[START OF Data in this exercise]

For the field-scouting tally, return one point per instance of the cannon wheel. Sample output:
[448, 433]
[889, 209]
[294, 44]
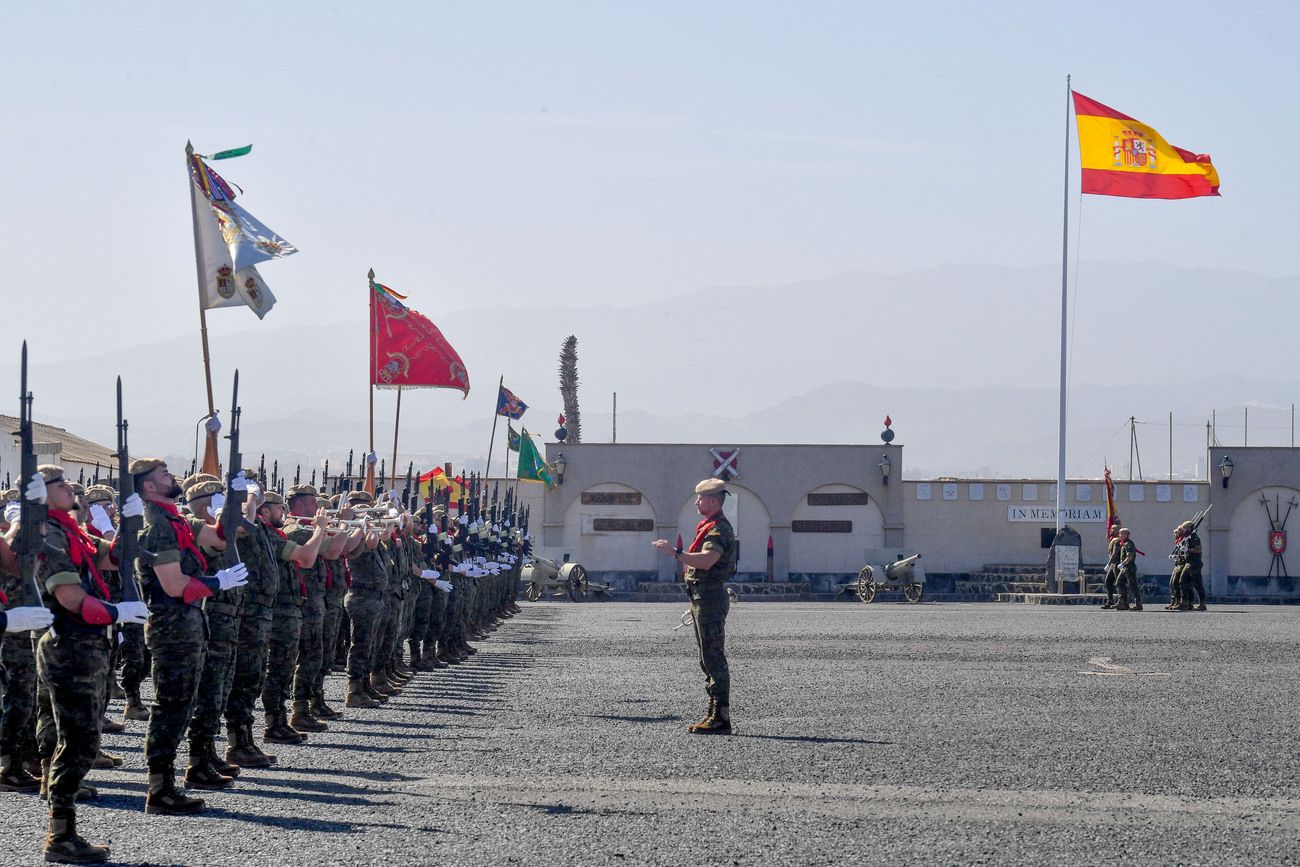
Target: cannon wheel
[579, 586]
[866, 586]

[END OF Data in this exercise]
[START OF Data in this exercise]

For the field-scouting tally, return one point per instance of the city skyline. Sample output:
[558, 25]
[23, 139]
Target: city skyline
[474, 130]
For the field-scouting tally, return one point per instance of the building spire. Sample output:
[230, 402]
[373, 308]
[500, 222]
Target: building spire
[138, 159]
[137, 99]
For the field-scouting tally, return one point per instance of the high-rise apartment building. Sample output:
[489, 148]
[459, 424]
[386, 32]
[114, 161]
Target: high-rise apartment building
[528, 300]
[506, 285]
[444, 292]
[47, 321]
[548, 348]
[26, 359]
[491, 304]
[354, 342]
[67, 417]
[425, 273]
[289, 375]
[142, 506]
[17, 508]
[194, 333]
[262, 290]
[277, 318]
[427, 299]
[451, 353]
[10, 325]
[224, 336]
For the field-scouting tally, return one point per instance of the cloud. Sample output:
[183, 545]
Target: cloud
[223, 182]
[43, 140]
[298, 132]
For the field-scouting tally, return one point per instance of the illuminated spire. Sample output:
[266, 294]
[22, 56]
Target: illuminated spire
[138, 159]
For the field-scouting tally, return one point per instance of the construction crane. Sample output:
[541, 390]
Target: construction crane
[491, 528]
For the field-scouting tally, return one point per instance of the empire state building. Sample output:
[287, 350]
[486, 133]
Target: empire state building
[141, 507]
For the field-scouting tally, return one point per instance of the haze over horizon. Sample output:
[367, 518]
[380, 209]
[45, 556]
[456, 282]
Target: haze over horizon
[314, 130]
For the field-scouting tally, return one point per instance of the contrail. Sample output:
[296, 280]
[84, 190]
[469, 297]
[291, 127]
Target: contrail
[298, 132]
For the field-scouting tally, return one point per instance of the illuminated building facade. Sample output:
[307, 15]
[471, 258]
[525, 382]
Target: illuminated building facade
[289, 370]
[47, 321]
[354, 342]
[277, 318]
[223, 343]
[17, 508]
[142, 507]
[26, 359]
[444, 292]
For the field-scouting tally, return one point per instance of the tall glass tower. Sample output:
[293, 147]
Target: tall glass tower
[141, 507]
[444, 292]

[END OF Data in this exercise]

Your task: Copy out every line of the material that contains the string "high", treating uppercase and lowercase letters as different.

Solved problem:
For the field-scouting tally, return one point per instance of the high-rise apartment building. Sample output:
Target: high-rise apartment building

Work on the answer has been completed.